** START Provided data **

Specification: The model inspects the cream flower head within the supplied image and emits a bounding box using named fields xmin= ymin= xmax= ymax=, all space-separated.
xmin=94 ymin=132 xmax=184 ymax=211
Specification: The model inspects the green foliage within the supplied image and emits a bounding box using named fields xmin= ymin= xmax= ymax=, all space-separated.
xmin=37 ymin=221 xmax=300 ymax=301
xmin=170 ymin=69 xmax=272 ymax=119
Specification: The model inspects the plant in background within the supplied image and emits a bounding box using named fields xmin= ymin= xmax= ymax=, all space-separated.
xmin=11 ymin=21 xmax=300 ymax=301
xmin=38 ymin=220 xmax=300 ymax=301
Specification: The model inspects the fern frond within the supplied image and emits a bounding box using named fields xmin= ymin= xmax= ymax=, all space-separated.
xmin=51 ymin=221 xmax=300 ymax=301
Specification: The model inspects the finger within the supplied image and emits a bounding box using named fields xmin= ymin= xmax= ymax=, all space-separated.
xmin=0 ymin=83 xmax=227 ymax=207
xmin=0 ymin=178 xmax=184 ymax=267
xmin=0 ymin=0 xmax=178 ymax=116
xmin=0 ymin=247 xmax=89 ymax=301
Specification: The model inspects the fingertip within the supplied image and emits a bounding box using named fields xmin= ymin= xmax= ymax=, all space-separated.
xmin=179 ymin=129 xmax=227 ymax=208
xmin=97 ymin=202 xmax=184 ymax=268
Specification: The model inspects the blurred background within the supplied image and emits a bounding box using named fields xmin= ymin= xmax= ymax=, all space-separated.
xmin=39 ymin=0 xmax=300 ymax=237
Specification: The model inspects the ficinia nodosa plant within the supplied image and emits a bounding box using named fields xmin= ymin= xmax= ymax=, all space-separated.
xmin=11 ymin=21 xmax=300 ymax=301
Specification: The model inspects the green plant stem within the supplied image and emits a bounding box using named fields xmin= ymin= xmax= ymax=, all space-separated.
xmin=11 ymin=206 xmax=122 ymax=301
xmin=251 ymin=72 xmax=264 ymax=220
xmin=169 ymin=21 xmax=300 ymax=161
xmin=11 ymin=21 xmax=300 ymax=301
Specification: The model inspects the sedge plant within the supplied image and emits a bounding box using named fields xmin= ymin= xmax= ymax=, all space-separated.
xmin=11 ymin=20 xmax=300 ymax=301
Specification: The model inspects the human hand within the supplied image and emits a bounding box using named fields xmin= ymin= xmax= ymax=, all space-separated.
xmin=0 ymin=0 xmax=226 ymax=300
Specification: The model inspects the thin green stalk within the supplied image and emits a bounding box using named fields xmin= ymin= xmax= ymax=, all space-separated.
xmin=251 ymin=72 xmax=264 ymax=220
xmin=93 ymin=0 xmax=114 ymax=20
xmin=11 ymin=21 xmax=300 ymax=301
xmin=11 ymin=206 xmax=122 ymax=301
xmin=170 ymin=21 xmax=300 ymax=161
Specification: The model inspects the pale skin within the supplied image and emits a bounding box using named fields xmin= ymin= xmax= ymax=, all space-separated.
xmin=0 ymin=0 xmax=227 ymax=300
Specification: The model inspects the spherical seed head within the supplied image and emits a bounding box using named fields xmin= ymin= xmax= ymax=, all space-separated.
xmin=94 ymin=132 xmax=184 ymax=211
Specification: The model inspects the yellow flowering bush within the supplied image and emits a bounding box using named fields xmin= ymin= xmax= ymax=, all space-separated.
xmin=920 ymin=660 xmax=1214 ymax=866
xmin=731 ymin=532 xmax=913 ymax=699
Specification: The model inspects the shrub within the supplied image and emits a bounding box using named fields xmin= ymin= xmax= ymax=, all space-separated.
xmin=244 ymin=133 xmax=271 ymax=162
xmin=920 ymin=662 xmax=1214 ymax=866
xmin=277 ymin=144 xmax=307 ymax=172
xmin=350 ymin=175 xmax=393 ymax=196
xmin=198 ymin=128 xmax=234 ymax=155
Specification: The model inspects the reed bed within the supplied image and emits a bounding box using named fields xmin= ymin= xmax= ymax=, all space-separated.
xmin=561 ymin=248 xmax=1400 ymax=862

** END Provided data **

*What to produce:* Reproduce the listing above with each occurrence of "emits" changed to "outputs", keeping every other part the same.

*Reply:*
Specification: The model inspects the cream flower head within the supplied image and outputs a bounding box using named fields xmin= ymin= xmax= ymax=, all space-separated.
xmin=94 ymin=132 xmax=184 ymax=211
Specification: The model inspects the green foliage within the supplied image and outputs a bounding box using named fields xmin= ymin= xmax= ymax=, all space-separated.
xmin=37 ymin=221 xmax=300 ymax=301
xmin=170 ymin=69 xmax=272 ymax=119
Specification: The model inspects the plant in background within the supplied image and outputs a bounding box using named fields xmin= ymin= xmax= ymax=, all space-separated.
xmin=11 ymin=21 xmax=300 ymax=301
xmin=38 ymin=220 xmax=300 ymax=301
Specification: The model inspects the fern frond within the supplied image and outputs a bounding box using named fields xmin= ymin= xmax= ymax=, all space-separated.
xmin=51 ymin=221 xmax=300 ymax=301
Specification: The model inspects the finger within the supplied image and outputs a bounding box using named fields xmin= ymin= xmax= ymax=, all space-separated.
xmin=0 ymin=83 xmax=227 ymax=207
xmin=0 ymin=178 xmax=184 ymax=267
xmin=0 ymin=0 xmax=178 ymax=116
xmin=0 ymin=247 xmax=89 ymax=301
Specification: The model inspects the fingertip within the supplied image and outputs a bounding box using named fields xmin= ymin= xmax= ymax=, all space-separated.
xmin=179 ymin=129 xmax=227 ymax=208
xmin=97 ymin=202 xmax=184 ymax=268
Specification: The model inspects the blurred background within the supplied image and outputs a bounding box using named fields xmin= ymin= xmax= ymax=, all space-separated.
xmin=39 ymin=0 xmax=300 ymax=237
Specification: The model inspects the ficinia nodosa plant within the supplied image and outputs a bounding box using named fields xmin= ymin= xmax= ymax=, all space-separated.
xmin=11 ymin=21 xmax=300 ymax=301
Specification: The model inspects the green plant stem within the supplied image and outputs a bounding box using named fields xmin= ymin= xmax= ymax=, all space-separated.
xmin=11 ymin=206 xmax=122 ymax=301
xmin=251 ymin=72 xmax=264 ymax=220
xmin=169 ymin=21 xmax=300 ymax=161
xmin=11 ymin=21 xmax=300 ymax=301
Specification: The model inspects the sedge plant within the supplied image and outputs a bounding box using named fields xmin= ymin= xmax= ymax=, all space-separated.
xmin=11 ymin=20 xmax=300 ymax=301
Specification: The model inspects the human hand within the supplied image and outputs a bounding box using named fields xmin= ymin= xmax= ymax=, all space-separated.
xmin=0 ymin=0 xmax=226 ymax=300
Specification: The model inspects the thin green stalk within the supplied image and outputs a bounding box using named fields xmin= ymin= xmax= ymax=, all space-separated.
xmin=251 ymin=72 xmax=264 ymax=220
xmin=93 ymin=0 xmax=114 ymax=20
xmin=11 ymin=21 xmax=300 ymax=301
xmin=11 ymin=206 xmax=122 ymax=301
xmin=170 ymin=21 xmax=300 ymax=161
Specification: The model inspects the pale skin within the supplied image and outputs a bounding box using named fields xmin= ymin= xmax= ymax=, all space-separated.
xmin=0 ymin=0 xmax=227 ymax=300
Specification: The model inspects the spherical seed head within the supplied image and outputs a bounding box using named fields xmin= ymin= xmax= ymax=, all space-separated.
xmin=94 ymin=132 xmax=184 ymax=211
Specification: The model inspects the yellow flowering bush within the supplied image and outputs a bounding box using named fields xmin= ymin= xmax= ymax=, all space-separated.
xmin=920 ymin=660 xmax=1214 ymax=866
xmin=731 ymin=532 xmax=913 ymax=699
Specification: The model inspects the shrub within the supplied image and outputs a bounding box using named fields xmin= ymin= xmax= ymax=, all space-separated.
xmin=244 ymin=133 xmax=271 ymax=162
xmin=920 ymin=662 xmax=1214 ymax=866
xmin=277 ymin=144 xmax=307 ymax=172
xmin=350 ymin=175 xmax=393 ymax=196
xmin=198 ymin=128 xmax=234 ymax=155
Specification: The model inspects the reed bed within the supplied image and outputs a bounding box using named fields xmin= ymin= xmax= ymax=, all space-separated.
xmin=561 ymin=248 xmax=1400 ymax=862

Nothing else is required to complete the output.